### What you need to do:
A – List every type signature declared in the Haskell question below, giving each one in full.
B – In the Haskell question below, which missing instance is the first error reported for main2?
C – Pick up the Haskell question below, about rewriting a function without bind and return, right after its last sentence and carry it on.

### Passage provided:
Haskell function rewrite without bind return

Question

On advice I received here, I am trying to rewrite a function without an extraneous bind assignment and return, but am getting stuck with an extra IO I can't seem to understand how to get out of it.

I have

good :: IO (Either Int String)

getit :: Either Int String -> Int

main :: IO ()
main = do
  x <- fmap getit good
  putStrLn $ show x

main works fine. But....

main2 :: IO ()
main2 = do
  putStrLn $ show $ fmap getit good

-- let's try totally without do
main3 :: IO ()
main3 = putStrLn $ fmap show $ fmap getit good

main2 fails with:

• No instance for (Show (IO Int)) arising from a use of ‘show’
• In the second argument of ‘($)’, namely ‘show $ fmap getit good’
  In a stmt of a 'do' block: putStrLn $ show $ fmap getit good
  In the expression: do { putStrLn $ show $ fmap getit good }

And main3 fails with:

• Couldn't match type ‘IO’ with ‘[]’
  Expected type: String
    Actual type: IO String

What's the correct way to rewrite this idiomatically?

### Given information:
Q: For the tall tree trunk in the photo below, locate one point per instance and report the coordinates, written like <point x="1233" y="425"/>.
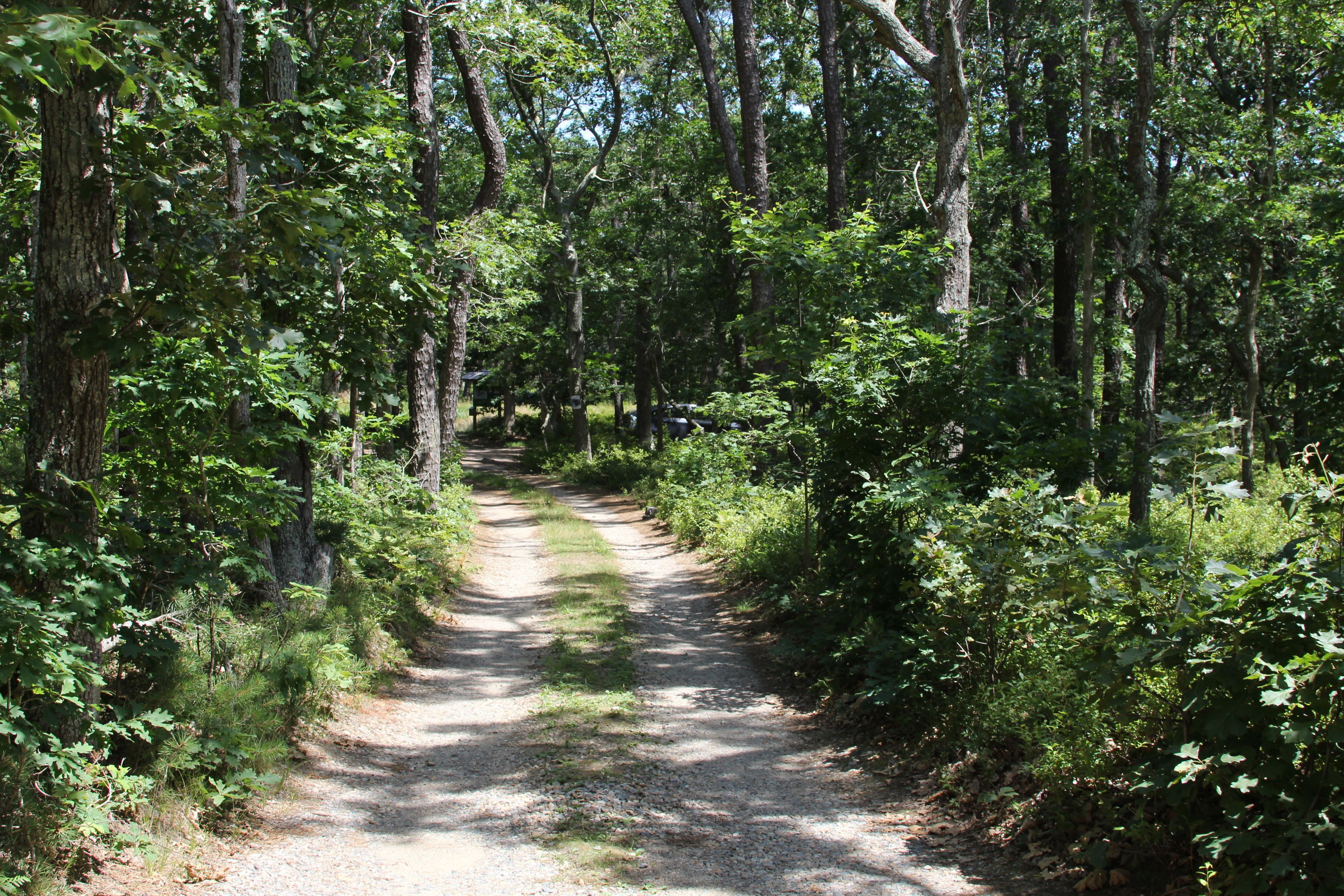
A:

### Answers below:
A –
- good :: IO (Either Int String)
- getit :: Either Int String -> Int
- main :: IO ()
- main2 :: IO ()
- main3 :: IO ()

B – No instance for (Show (IO Int)) arising from a use of ‘show’.

C –
(Sub-question: is "<-" this guy actually called a bind? via here: Are there pronounceable names for common Haskell operators? )

Answer 1

Variable-binding in do-notation desugars into calls to the bind combinator >>=:

do { x <- m ; rest }  =  m >>= \x -> do rest

So your example translates to:

main = fmap getit good >>= \x -> putStrLn $ show x

Or, in point-free style:

main = fmap getit good >>= putStrLn . show

Or, exploiting the relationship between fmap and >>=:

main = good >>= putStrLn . show . getit

For many monads this last form will be more efficient. fmap often has to rebuild the mapped structure (for example, lists' fmap runs in O(n) time) whereas function composition is always O(1).

Answer 2

Self, as you googled for how to pronounce "<-" you discovered that I think you were looking for:

main4 :: IO ()
main4 = (fmap show $ fmap getit good) >>= putStrLn

From here:

https://wiki.haskell.org/IO_inside

A more complex example involves the binding of variables using "<-":

main = do a <- readLn print a This code is desugared into:

main = readLn >>= (\a -> print a)

But @Benjamin Hodgson's answer is better, especially the version that requires no fmaps at all.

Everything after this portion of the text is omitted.